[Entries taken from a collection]
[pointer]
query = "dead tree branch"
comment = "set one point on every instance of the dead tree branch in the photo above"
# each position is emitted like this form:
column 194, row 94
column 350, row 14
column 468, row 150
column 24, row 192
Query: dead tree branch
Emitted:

▶ _TASK TO CARRY OUT_
Go through the records above and retype each one exactly.

▶ _TASK ANSWER_
[pointer]
query = "dead tree branch"
comment = "set one point on every instance of the dead tree branch in the photo above"
# each position is emitted like this form:
column 194, row 94
column 350, row 14
column 468, row 150
column 24, row 192
Query: dead tree branch
Emitted:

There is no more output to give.